Montag 09. Dezember 2013

In der polynesischen Exklave

Unser Standort: Vor Anker vor dem Dorf Bosoria am Südpass des Nuguria Atolls, Papua Neuguinea

 

Das Nuguria Atoll ist eine polynesische Exklave, ein sogenannter „Polynesian Outlier“. So bezeichnet man die Inseln und Atolle, die außerhalb des polynesischen Dreiecks liegen und trotzdem von Polynesiern besiedelt sind. Neuseeland, Hawaii und die Osterinsel sind die Eckpunkte des polynesischen Dreiecks und das dazwischenliegende Gebiet ist das Siedlungsgebiet der Polynesier. Welch grandiose Seefahrer die Polynesier gewesen waren, zeigt sich darin, dass die von ihnen besiedelten Inseln den größten zusammenhängenden Siedlungsraum eines Volksstammes weltweit darstellen. Und das über einen unvorstellbar großen Ozean hinweg.

■ **AUFGABENLISTE**
(a) Prüfen Sie, ob die folgenden Aussagen mit dem Text über das Nuguria-Atoll übereinstimmen: (i) Das Nuguria-Atoll liegt innerhalb des polynesischen Dreiecks. (ii) Die Osterinsel bildet einen Eckpunkt des polynesischen Dreiecks. (iii) Der Ankerplatz liegt vor dem Dorf Bosoria am Nordpass des Atolls. Beantworten Sie jede Aussage mit Ja oder Nein und zitieren Sie wörtlich die entscheidende Textstelle.
(b) Führen Sie den Text über das Nuguria-Atoll im Anschluss an seinen letzten Satz mit einigen Sätzen weiter.

[Einträge des Datensatzes]
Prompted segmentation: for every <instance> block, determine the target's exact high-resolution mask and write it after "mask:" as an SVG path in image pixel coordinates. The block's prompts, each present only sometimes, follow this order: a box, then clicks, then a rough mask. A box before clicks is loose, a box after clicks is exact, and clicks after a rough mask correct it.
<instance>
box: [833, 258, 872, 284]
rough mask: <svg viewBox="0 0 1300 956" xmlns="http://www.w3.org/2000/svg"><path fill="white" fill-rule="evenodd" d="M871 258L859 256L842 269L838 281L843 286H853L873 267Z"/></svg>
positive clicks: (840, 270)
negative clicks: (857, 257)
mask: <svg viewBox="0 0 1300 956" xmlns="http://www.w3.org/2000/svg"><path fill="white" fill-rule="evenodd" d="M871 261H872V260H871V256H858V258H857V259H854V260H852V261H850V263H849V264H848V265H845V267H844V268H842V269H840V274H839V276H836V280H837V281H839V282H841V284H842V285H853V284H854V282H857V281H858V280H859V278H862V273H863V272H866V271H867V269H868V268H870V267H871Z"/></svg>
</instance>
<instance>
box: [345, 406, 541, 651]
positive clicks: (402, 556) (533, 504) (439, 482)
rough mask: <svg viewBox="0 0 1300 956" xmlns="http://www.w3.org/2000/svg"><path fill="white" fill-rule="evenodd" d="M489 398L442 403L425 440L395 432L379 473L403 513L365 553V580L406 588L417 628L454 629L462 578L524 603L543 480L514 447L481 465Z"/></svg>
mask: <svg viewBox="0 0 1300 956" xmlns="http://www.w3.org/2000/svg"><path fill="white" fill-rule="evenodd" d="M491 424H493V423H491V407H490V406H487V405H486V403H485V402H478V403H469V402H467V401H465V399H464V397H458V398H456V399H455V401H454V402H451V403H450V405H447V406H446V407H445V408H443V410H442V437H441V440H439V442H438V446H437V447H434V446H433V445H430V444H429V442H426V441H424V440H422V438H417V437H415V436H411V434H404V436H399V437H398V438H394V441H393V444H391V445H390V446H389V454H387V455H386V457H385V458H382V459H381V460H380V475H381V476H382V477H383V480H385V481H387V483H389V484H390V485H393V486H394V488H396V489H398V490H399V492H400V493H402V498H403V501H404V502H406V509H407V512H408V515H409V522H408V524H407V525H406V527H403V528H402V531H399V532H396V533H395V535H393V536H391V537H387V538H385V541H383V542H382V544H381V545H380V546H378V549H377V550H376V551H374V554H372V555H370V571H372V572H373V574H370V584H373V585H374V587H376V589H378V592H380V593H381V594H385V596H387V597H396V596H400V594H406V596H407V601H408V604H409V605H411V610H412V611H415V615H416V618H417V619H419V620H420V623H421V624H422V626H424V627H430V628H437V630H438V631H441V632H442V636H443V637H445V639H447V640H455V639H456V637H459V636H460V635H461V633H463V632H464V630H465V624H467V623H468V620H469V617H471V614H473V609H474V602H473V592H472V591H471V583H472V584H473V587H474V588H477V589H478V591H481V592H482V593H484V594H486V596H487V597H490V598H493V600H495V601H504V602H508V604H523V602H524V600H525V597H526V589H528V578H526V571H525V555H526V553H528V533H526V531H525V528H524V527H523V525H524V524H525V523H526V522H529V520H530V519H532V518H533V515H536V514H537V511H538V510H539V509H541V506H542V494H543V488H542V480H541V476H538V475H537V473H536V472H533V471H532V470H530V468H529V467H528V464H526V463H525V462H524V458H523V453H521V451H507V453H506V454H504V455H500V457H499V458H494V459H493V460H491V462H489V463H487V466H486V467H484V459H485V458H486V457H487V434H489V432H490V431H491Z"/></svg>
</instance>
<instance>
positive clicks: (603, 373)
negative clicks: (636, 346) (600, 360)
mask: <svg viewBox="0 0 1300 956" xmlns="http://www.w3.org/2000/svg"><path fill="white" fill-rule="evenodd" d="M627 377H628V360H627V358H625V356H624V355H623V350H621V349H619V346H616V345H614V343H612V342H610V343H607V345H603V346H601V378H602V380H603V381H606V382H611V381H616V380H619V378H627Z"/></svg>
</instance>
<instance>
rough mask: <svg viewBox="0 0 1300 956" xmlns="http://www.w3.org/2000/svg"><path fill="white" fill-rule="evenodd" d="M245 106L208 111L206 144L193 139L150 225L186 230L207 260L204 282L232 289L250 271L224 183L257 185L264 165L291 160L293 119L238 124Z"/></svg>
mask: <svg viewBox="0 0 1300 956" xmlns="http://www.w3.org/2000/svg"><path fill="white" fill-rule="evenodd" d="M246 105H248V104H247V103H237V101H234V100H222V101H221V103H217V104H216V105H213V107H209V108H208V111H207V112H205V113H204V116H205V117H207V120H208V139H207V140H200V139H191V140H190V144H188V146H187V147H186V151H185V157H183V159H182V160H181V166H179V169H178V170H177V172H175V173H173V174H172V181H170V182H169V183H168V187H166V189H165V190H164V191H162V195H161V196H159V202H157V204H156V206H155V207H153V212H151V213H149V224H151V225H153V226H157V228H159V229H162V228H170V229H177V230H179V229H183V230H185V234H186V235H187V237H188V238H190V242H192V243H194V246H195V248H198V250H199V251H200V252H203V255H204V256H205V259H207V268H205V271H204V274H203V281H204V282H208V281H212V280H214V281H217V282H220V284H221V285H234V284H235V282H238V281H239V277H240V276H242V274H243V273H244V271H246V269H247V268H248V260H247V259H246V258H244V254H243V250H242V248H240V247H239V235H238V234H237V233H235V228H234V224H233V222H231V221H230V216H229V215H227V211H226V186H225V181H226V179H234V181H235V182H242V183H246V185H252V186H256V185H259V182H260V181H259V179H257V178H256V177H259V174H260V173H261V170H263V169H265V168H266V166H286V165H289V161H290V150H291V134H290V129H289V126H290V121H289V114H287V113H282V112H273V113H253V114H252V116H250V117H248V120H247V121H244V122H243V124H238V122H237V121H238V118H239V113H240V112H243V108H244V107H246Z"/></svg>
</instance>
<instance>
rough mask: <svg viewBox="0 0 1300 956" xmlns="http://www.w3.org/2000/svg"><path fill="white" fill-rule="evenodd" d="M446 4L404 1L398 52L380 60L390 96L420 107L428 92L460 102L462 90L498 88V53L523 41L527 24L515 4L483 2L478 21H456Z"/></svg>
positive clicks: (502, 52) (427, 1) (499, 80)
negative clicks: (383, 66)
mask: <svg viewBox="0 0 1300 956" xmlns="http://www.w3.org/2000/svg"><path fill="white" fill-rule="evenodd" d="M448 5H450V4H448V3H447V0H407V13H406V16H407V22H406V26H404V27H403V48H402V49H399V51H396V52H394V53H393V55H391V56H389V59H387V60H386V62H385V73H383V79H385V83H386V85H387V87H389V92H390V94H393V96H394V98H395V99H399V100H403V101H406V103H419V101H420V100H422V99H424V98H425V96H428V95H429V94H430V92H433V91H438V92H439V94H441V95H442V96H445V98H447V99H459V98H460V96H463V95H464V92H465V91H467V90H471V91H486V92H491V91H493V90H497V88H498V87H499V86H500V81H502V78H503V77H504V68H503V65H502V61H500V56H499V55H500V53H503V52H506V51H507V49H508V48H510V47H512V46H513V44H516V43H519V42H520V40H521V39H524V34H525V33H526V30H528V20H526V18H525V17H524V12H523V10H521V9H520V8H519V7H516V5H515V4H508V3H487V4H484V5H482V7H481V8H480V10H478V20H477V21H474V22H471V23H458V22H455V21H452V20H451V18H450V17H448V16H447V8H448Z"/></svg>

■ **LÖSUNGEN**
(a)
(i) Nein: „Das Nuguria Atoll ist eine polynesische Exklave“; so bezeichnet man Inseln, „die außerhalb des polynesischen Dreiecks liegen“.
(ii) Ja: „Neuseeland, Hawaii und die Osterinsel sind die Eckpunkte des polynesischen Dreiecks“.
(iii) Nein: „Vor Anker vor dem Dorf Bosoria am Südpass des Nuguria Atolls“.

(b)
Zwar ist nicht eindeutig geklärt, wie die Besiedelung Ozeaniens durch die Polynesier genau erfolgte, fest scheint allerdings zu stehen, dass sie aus dem asiatischen Raum stammen und den Pazifik im Großen und Ganzen von West nach Ost besiedelten. Erst später, als die Polynesier bereits die Osterinsel, Hawaii und Neuseeland erreicht hatten, erfolgte vermutlich eine weitere (Rück-) Ausbreitung nach Westen, wodurch der „Korridor“ polynesischer Exklaven entstand, von denen viele auf einem ähnlichen Breitengrad liegen. Zu ihnen gehören die bekannteren Inseln wie Tikopia, aber auch das zu Fidschi gehörende Rotuma, Ontong Java, Kapingamarangi und die weniger bekannten Tasman und Mortlock Atolle. Und eben auch das Nuguria Atoll, in dem wir derzeit ankern.

 

Das wir hier nicht mehr in Melanesien, den „schwarzen Inseln“, sind, zu denen Vanuatu, die Salomonen und PNG gehören, merken wir sofort. Die Menschen haben eine hellere Haut, glattere Haare und einen kräftigeren Körperbau. Und auch die Willkommenskultur ist eine völlig andere. Wo Melanesier eher zurückhaltend abwartend bis abweisend sind, gehören die Polynesier zu den gastfreundschaftlichsten Kulturen, die man sich vorstellen kann. Kein Wunder, dass die Walfänger im 18. und 19. Jahrhundert vor allem polynesische Inseln als Versorgungsbasen nutzten.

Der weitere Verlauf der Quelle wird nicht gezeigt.